╭─ Pagina
Il 25 novembre è la giornata internazionale contro la violenza sulle donne e di genere. Da inizio 2024 a oggi in Italia i femminicidi, lesbicidi e trans*cidi sono stati 106.
Ci uccidono per strada, in casa, siamo molestate a scuola, nei bar, sul luogo di lavoro.
Non siamo al sicuro, mai.
Eppure, nell’ultimo periodo, la destra si è riempita la bocca della parola “sicurezza”. Con il ddl 1660, sulla scia di altri decreti precedenti simili, il governo ci propone la sua idea di sicurezza: da una parte incrementa tutele, licenze e fondi per le forze dell’ordine; dall’altra reprime e isola chi lotta per un sistema più giusto o chi da questo sistema è già escluso e deve resistere nella marginalità. Securitario e sicuro sono due concetti molto lontani tra di loro.
Tutto ciò avviene mentre il nostro Stato, i nostri soldi, finanziano il genocidio in Palestina.
Il genocidio si inserisce in un contesto internazionale di 56 conflitti in corso, il numero più alto dalla fine della seconda guerra mondiale, 19.000 miliardi di dollari spesi globalmente per uccidere contro 49 miliardi spesi per la pace1. I soldi pubblici vengono usati per mantenere e rafforzare la violenza capitalista, razzista, abilista, patriarcale.
Crediamo che la sicurezza sia altro.
Sicurezza è poter contare su una rete sociale solida.
È essere credute e tutelate quando denunciamo.
È investire sull’educazione all’affettività e alla sessualità, sui centri antiviolenza e i consultori, sui progetti per uomini maltrattanti.
È avere assicurata la materialità della propria esistenza, una casa, il cibo, la sanità e l’istruzione, senza dover cedere ai ricatti della violenza.
╰─
╭─ Dati mostrati
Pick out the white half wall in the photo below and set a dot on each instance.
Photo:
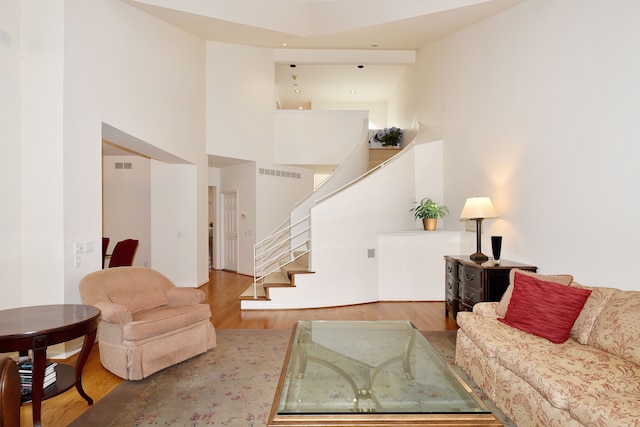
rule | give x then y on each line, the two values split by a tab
411	265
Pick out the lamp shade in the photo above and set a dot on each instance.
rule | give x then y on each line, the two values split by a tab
478	207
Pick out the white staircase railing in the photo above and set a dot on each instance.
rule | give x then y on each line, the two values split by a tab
288	243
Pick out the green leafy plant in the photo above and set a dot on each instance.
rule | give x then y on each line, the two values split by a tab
427	208
388	136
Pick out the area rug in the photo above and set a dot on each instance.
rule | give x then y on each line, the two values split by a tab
231	385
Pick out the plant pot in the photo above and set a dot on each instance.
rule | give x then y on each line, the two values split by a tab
429	223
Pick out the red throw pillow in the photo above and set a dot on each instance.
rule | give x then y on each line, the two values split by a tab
546	309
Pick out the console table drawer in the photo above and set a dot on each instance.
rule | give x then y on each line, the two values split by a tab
452	285
470	294
468	282
471	276
452	269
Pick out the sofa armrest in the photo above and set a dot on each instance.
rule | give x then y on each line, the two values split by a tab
487	309
114	313
180	297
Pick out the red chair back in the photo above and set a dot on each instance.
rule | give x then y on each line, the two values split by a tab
123	253
105	245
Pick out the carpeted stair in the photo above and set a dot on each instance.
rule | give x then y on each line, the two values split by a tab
285	277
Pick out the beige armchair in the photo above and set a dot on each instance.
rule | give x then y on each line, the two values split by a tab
147	322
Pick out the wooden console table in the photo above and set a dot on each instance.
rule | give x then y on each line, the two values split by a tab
37	327
468	282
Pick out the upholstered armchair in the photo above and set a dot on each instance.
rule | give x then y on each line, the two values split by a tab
147	322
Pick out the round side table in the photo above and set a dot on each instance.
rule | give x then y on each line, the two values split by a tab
37	327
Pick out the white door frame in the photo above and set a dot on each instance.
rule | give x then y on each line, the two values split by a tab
229	226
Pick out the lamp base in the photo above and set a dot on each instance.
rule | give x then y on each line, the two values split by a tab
478	256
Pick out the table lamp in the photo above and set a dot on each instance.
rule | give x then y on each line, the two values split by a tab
478	208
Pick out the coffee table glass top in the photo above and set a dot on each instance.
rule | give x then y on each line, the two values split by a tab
384	367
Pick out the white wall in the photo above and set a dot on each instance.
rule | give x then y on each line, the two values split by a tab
149	79
174	194
240	101
11	172
377	110
127	205
411	265
84	64
346	226
538	108
316	137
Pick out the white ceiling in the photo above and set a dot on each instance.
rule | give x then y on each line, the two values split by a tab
325	24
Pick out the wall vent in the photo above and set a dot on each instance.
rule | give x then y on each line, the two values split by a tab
282	174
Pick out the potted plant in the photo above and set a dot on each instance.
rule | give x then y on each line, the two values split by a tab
388	136
429	212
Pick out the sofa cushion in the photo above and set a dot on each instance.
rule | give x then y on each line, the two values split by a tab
544	308
564	372
141	299
563	279
493	337
617	328
487	308
156	321
607	409
592	308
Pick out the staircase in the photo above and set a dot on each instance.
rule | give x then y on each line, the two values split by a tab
285	277
279	257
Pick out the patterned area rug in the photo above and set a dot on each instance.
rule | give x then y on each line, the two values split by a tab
231	385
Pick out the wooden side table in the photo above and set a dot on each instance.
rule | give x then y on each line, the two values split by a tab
468	282
37	327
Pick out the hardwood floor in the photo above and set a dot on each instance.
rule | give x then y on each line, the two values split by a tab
222	293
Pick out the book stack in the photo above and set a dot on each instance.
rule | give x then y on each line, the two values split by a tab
26	378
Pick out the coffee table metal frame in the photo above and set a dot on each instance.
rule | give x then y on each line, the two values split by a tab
342	361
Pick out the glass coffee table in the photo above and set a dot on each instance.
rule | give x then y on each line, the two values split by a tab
370	373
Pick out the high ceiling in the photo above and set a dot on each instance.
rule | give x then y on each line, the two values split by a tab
289	25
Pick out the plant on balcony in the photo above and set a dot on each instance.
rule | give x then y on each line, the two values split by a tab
388	136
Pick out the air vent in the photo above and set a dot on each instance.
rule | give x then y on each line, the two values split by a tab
282	174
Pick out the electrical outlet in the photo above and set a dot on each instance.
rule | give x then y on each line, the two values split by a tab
78	248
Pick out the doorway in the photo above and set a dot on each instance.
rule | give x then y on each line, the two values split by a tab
230	230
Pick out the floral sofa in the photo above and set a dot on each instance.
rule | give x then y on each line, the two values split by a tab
592	378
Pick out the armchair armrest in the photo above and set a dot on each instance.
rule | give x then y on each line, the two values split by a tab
179	297
114	313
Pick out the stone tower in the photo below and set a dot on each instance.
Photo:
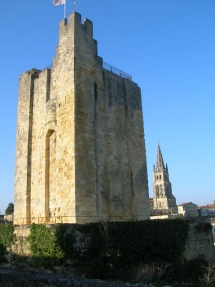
╰─
→ **Consegne di lavoro**
a) Secondo la pagina, quanti femminicidi, lesbicidi e trans*cidi ci sono stati in Italia da inizio 2024?
b) Riscrivi il passo della pagina da "Il genocidio si" fino a "ricatti della violenza." compreso, sostituendo "rete sociale" con "comunità".
I dati non hanno alcun legame con la pagina.

→ **Risposte complete**
a) 106.

b)
Il genocidio si inserisce in un contesto internazionale di 56 conflitti in corso, il numero più alto dalla fine della seconda guerra mondiale, 19.000 miliardi di dollari spesi globalmente per uccidere contro 49 miliardi spesi per la pace1. I soldi pubblici vengono usati per mantenere e rafforzare la violenza capitalista, razzista, abilista, patriarcale.
Crediamo che la sicurezza sia altro.
Sicurezza è poter contare su una comunità solida.
È essere credute e tutelate quando denunciamo.
È investire sull’educazione all’affettività e alla sessualità, sui centri antiviolenza e i consultori, sui progetti per uomini maltrattanti.
È avere assicurata la materialità della propria esistenza, una casa, il cibo, la sanità e l’istruzione, senza dover cedere ai ricatti della violenza.